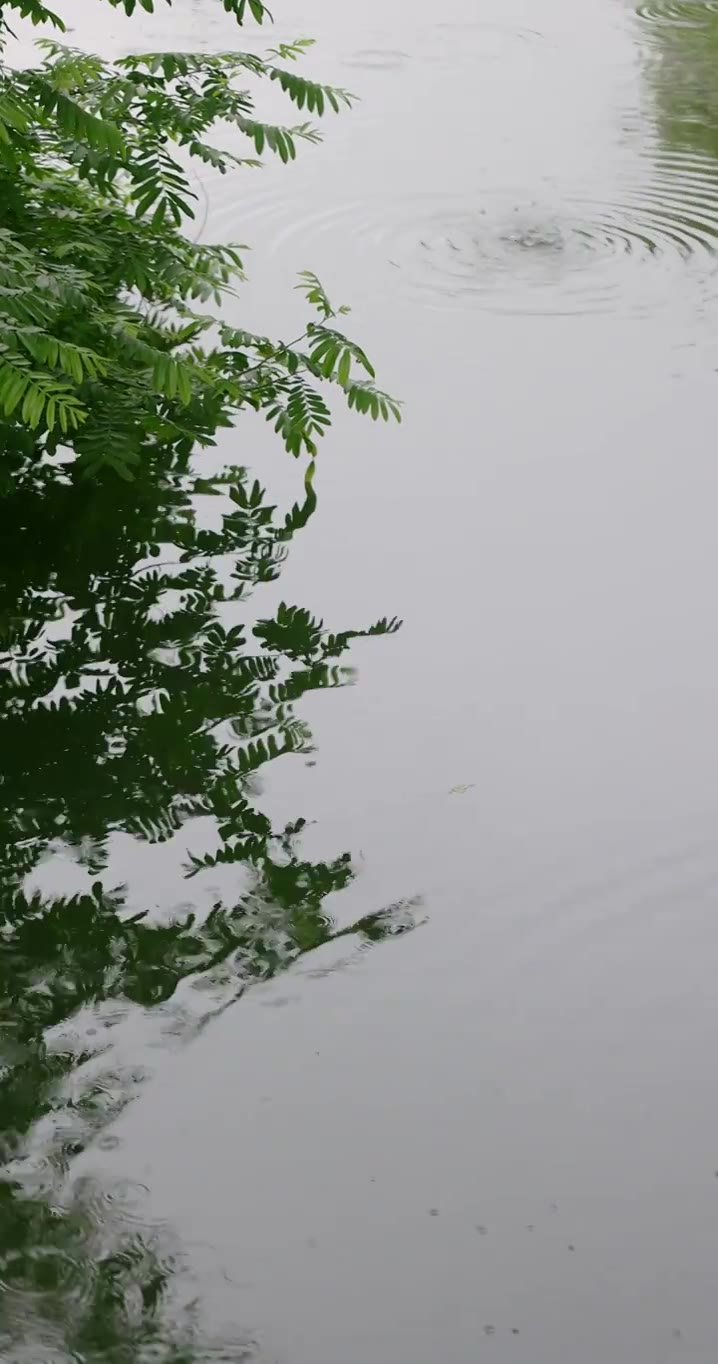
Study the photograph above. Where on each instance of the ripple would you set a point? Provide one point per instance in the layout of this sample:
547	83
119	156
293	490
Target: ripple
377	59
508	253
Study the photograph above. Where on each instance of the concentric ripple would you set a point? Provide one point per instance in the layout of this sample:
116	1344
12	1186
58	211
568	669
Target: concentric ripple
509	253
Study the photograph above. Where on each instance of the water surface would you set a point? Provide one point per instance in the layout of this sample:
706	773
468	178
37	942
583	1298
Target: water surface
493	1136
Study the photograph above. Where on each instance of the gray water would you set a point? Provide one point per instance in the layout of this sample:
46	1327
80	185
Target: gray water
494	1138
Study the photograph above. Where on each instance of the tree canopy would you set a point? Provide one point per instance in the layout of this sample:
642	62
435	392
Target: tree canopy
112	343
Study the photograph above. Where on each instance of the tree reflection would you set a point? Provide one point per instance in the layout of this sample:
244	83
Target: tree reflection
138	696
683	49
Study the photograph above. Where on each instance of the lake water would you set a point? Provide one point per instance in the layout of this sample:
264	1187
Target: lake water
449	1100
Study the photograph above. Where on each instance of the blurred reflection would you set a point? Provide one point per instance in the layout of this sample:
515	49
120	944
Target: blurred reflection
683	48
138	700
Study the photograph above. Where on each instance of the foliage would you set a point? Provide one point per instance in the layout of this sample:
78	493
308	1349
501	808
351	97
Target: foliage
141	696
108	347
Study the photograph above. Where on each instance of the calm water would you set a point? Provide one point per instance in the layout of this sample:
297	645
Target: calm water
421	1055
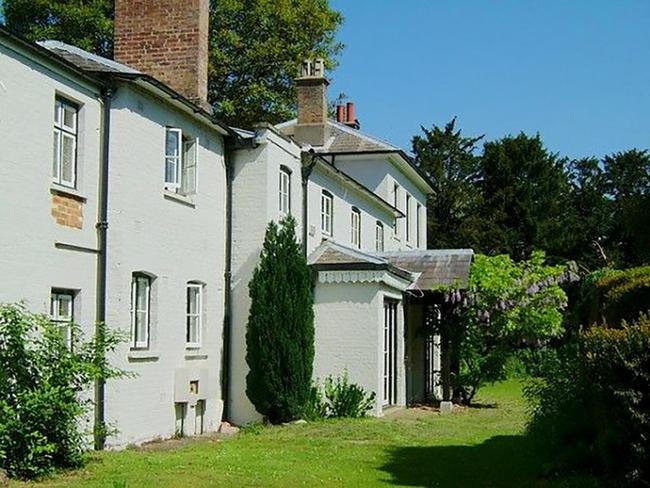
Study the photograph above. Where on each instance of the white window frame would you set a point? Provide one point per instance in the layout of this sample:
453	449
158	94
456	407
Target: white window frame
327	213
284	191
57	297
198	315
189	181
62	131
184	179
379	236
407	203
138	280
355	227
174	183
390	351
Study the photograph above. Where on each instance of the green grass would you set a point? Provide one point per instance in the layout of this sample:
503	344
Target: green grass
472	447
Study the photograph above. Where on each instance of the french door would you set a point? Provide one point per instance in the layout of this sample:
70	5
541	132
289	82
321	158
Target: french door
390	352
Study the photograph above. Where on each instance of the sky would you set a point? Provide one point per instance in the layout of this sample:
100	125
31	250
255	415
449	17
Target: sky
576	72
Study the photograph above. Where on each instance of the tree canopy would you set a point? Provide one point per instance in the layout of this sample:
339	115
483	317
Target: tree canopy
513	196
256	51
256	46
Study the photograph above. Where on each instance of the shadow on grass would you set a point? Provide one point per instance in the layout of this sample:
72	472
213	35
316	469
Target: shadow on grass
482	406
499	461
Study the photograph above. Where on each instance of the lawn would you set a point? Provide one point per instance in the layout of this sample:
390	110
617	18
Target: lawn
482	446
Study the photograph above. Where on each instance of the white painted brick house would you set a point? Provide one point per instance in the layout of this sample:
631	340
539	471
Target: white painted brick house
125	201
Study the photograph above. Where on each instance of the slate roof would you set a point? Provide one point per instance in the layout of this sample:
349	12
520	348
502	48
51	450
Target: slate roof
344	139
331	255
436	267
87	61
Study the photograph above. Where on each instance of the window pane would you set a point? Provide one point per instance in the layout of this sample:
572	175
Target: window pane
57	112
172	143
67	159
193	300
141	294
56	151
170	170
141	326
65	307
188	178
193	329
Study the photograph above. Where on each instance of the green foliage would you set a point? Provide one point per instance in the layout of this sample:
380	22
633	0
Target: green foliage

==============================

= What is being asked =
Return all records above verbatim without their pictures.

= Solution =
Study the photograph above. Where on each instance of the ripple would you set a point? Provide one point per instance in the layout of this sample:
547	83
119	156
293	490
Target: ripple
377	59
508	253
Study the photograph above. Where on each instance of the concentric ripple would you set a point? Provide one point per instance in the layout of this sample:
116	1344
12	1186
58	211
568	669
Target: concentric ripple
509	253
Study the photograph above. Where on each instance of the water surface would you set a point? Provide one point per instance in the layout of this sample:
706	773
468	178
37	942
583	1298
Target: water surface
493	1136
Study the photograph above. Where on each instance of the gray water would you set a point? Provide one point per instance in the layout of this sample:
46	1327
80	185
Target: gray water
494	1138
Study the photograph above. Where on each instance of the tree canopy would you set a point? Provide one point per instance in the layout of this sample:
642	62
435	392
Target: tree canopy
112	343
Study the photograph above. Where on each instance of the tree reflection would you set a point? Provide one point per instance in the layout of this sample:
244	83
Target: tree reflection
138	696
683	49
Study the photograph above. Where on each instance of the lake water would you set a point? Provide one point per instance in the layout of this sample:
264	1187
Target: lake water
449	1100
Study the photograph above. Where on each instance of the blurred reflection would you set a point? Provide one point per instance in the layout of this sample:
515	49
120	944
Target: blurred reflection
683	48
138	700
Study the photograph above. Where on each instance of the foliage would you set a point? Provide one point per instance in the layout of this sample:
78	493
308	1349
501	808
351	97
Target: foliage
141	696
108	347
Study the photograph above. Where on each instance of the calm water would you set a point? Provide one point per instance in the layout of this sample:
297	645
Target: calm water
421	1055
Study the photograph above. Where on each instance of the white window frame would you set a point? Provide one point per instance in the layout of this sample:
453	449
158	94
456	407
Target: white window frame
327	213
284	191
57	297
198	315
189	181
62	131
184	179
379	236
407	203
138	280
355	227
174	183
390	351
Study the photograph above. Where on each instance of the green grass would you set a point? Provide one point per instance in the layout of this sample:
503	344
Target: green grass
472	447
Study the photograph above. Where on each instance of the french door would you set a point? Provide one point per instance in the layout of this sample:
70	5
541	132
289	82
321	158
Target: french door
390	352
Study the photograph above. Where on each instance of the sky would you set a point? Provide one point per instance in the layout of this sample:
100	125
31	250
255	415
449	17
Target: sky
576	72
Study the photograph above. Where on each instance of the tree canopy would you set a point? Provide one point per instance in the layout of this sample:
339	115
483	317
Target: tree canopy
513	196
256	51
256	46
Study the photograph above. Where on each instance of the shadow on grass would you set a point? Provide one point per instance in the layout of this sample:
72	472
213	35
316	469
Target: shadow on grass
482	406
499	461
Study the photograph above. Where on each instance of the lawn would you set a point? Provide one point per instance in the layout of this sample:
390	110
617	18
Target: lawn
482	446
Study the photograph above. Where on each instance of the white painted brick house would you set a point? Provide one point per instance in the layout of this sample:
631	340
539	471
Target: white painted brick house
125	201
Study the photograph above. Where on each instance of the slate roof would you set a point? Provide one point per instance in the layout of this sample:
349	12
520	348
502	48
51	450
Target: slate roof
344	139
331	255
436	267
87	61
Study the photograph above. Where on each instance of the window pane would you set a point? Provide one point per instance in the layout of this sample:
572	175
Target: window pane
57	112
172	143
67	159
193	300
141	294
56	151
170	170
141	326
65	307
188	178
193	329
Study the photograph above. Where on each instance of the green foliage would you set a point? Provide one point per instance in the layout of this sample:
380	22
633	0
Target: green foliage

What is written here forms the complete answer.